### [Exercise aim]
In the data that follows, find the line containing "Please pin the kitchen"; then quote that line and every line after it, exactly, through the last one.

### [Point-based annotation data]

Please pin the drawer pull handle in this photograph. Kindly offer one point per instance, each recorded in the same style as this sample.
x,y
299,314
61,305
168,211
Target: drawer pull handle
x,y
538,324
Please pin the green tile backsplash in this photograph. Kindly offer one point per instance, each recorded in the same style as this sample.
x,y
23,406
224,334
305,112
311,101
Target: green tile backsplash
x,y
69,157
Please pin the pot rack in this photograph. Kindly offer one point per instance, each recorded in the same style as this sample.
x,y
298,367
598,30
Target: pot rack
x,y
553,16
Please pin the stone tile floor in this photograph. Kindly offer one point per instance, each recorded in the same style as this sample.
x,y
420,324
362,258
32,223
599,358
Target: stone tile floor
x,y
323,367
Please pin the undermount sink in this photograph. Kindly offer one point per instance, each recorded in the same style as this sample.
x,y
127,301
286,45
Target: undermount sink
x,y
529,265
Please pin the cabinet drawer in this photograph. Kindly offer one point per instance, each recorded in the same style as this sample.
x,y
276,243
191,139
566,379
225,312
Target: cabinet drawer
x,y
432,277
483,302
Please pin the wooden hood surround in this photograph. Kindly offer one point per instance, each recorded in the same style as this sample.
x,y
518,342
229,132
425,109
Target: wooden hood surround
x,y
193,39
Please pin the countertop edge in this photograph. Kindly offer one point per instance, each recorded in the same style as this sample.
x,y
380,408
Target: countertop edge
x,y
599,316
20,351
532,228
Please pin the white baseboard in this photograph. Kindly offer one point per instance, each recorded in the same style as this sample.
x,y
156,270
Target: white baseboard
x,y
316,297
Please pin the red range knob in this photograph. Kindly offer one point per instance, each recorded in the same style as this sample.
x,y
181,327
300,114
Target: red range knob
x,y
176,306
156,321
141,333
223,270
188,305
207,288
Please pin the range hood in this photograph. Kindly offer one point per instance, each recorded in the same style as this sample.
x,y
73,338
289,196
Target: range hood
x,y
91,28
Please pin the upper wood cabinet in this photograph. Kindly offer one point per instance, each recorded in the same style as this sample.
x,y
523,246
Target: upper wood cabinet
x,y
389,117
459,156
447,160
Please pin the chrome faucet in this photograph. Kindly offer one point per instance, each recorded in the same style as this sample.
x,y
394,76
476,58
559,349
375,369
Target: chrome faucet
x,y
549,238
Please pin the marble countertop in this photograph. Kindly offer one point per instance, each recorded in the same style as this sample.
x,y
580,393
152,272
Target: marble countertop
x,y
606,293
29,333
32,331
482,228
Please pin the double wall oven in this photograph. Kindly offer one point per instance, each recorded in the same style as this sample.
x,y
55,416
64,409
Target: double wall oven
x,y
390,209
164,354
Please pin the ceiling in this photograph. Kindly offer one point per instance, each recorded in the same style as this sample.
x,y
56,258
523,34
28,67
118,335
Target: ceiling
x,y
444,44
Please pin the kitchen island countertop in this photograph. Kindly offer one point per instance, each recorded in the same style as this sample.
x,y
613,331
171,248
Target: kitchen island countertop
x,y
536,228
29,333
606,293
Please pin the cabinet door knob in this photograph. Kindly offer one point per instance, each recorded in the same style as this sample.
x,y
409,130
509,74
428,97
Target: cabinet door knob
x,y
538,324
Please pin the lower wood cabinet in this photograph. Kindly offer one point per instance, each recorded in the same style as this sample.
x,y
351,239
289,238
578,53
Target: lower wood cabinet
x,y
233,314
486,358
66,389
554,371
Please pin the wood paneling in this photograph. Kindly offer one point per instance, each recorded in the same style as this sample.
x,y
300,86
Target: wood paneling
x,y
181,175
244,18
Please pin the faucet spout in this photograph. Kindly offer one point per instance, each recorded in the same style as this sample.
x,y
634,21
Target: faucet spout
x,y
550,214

### [Written solution]
Please pin the kitchen island countertop in this photograph. Kindly offer one point per instance, each recorded in the same style as this sample.
x,y
613,331
171,248
Target: kitchen island countertop
x,y
536,228
29,333
606,293
Please pin the cabinet door knob in this photograph. Kindly offer one point per instance, each recorded in the same style as this sample.
x,y
409,130
509,74
428,97
Target: cabinet door knob
x,y
538,324
Please pin the lower wood cabinet in this photograph. Kindly offer one point per instance, each recorded in the same style as this sample.
x,y
351,239
289,238
578,53
Target: lower wood cabinet
x,y
233,314
486,358
66,389
554,371
Please pin the wood paneling in this photograph. Kindly offer one point per instance, each recorded in the same style as this sample.
x,y
300,86
Target: wood paneling
x,y
181,175
244,18
Please pin the faucet spout in this photograph. Kindly offer one point per instance, each recorded in the same style as this sample.
x,y
634,21
Target: faucet spout
x,y
550,214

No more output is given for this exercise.